Yapılacak Çalışmalar —
**a.** Okuduğunu anlamak üzerine yazıdan bir bölümü değiştirmeden kopyalayın: "Sohbet ve imza" sözlerinin geçtiği yerden başlayın, "çok iş düşüyor." sözlerinden sonra durun.
**b.** Okuduğunu anlamak üzerine yazıda kendilerine çok iş düştüğü söylenen kimlerin hepsini sıralayın.

Metin Bölümü —

๑۩۞۩๑ Kitap Dünyası - İlim Dünyası Kütüphanesi ๑۩۞۩๑ => Makale Dünyası => Konuyu başlatan: Zehibe üzerinde 11 Mayıs 2011, 17:00:17



Konu Başlığı: Okuduğunu anlayamamak
Gönderen: Zehibe üzerinde 11 Mayıs 2011, 17:00:17
Okuduğunu anlayamamak

Geçtiğimiz günlerde yoğun bir trafik yaşadık. İstanbul’da ve Adapazarı’nda bazı okulların ve kolejlerin misafiri olduk.
   
Sohbet ve imza günlerine katıldık. Sınıf sınıf dolaştığımız okullar da oldu.
Şunu gözlemledim: Her sınıfın psikolojisi farklı ve her sınıftaki her çocuk, bir kâinat. Tek bir insan tipi yok karşınızda. Hayat sebebiyle karıncanın bile dünyadan daha büyük olduğu düşünülürse, karşımızdaki bu pırıl pırıl hayatların önemi ve değeri o zaman bir derece anlaşılıyor belki. Annelere, babalara, öğretmenlere ve meslektaşlarımıza çok iş düşüyor.
Dünyanın ve kâinatın kaderini değiştirebilecek emanetler elimizde duruyor. Kalplerine ve ruhlarına ne katarsak ve ne verebilirsek, onunla yetişecekler, öyle büyüyecekler... Yarın çiçeklenip meyveye durduklarında, inşallah bizden aldıklarını verecekler.
Aman dikkat… Aman dikkat... Şefkatimizin ışığı onların hayatlarında ve çevrelerinde rast gele, şuursuzca dolaşmamalı. Sorumluluğumuzun ne kadar büyük olduğunu bu vesileyle bir kez daha anladım.
Bir öğrencinin sorusu, içimde yer etti doğrusu:
“Ben okuduğumu anlayamıyorum. Ne yapmam gerekir?”

Çıkarılan Veriler —

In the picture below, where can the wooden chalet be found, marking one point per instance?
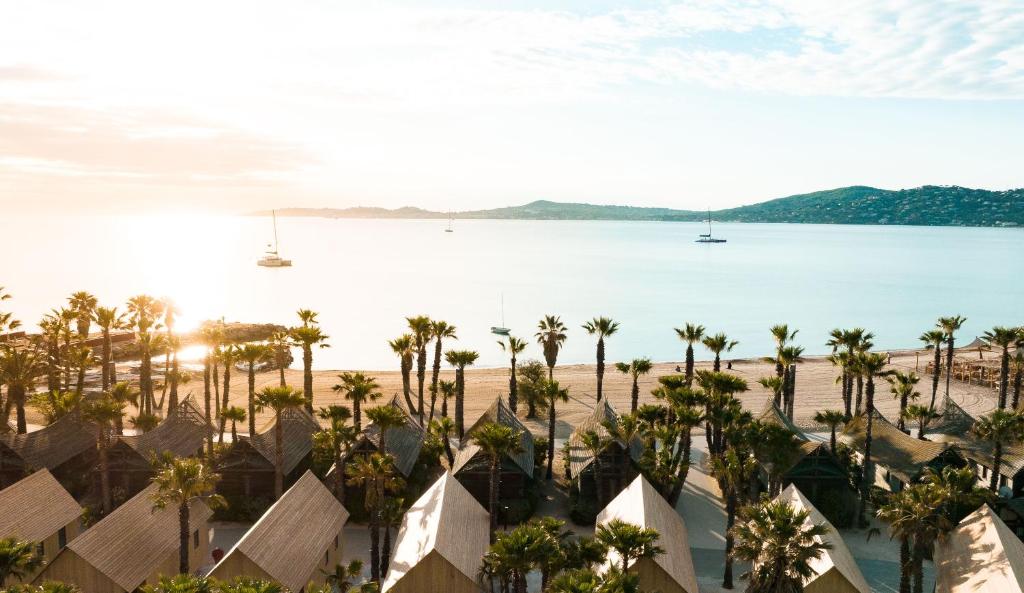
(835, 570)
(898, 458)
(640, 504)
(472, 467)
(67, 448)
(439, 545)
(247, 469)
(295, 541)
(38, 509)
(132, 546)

Yanıtlar —
**a.**
Sohbet ve imza günlerine katıldık. Sınıf sınıf dolaştığımız okullar da oldu.
Şunu gözlemledim: Her sınıfın psikolojisi farklı ve her sınıftaki her çocuk, bir kâinat. Tek bir insan tipi yok karşınızda. Hayat sebebiyle karıncanın bile dünyadan daha büyük olduğu düşünülürse, karşımızdaki bu pırıl pırıl hayatların önemi ve değeri o zaman bir derece anlaşılıyor belki. Annelere, babalara, öğretmenlere ve meslektaşlarımıza çok iş düşüyor.

**b.** Anneler, babalar, öğretmenler, meslektaşlarımız